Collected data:

.....

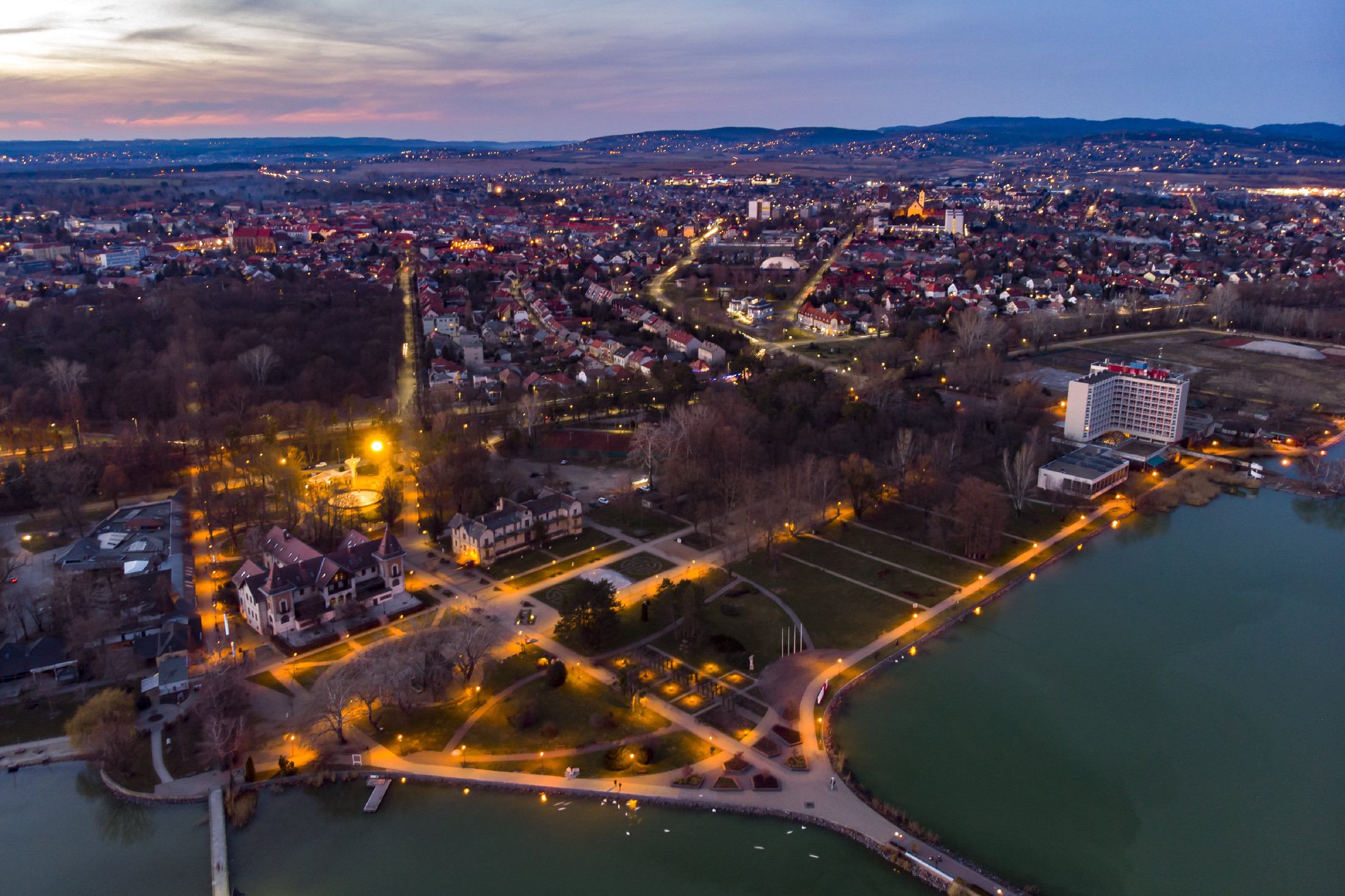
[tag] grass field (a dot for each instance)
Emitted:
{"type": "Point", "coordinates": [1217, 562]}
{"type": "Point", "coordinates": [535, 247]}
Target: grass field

.....

REQUIRED WORK —
What you return must match the data above exactly, with no images included.

ANSWER TO THE EXERCISE —
[tag] grass field (a dot for each instance)
Emitted:
{"type": "Point", "coordinates": [1217, 562]}
{"type": "Point", "coordinates": [535, 247]}
Target: grass field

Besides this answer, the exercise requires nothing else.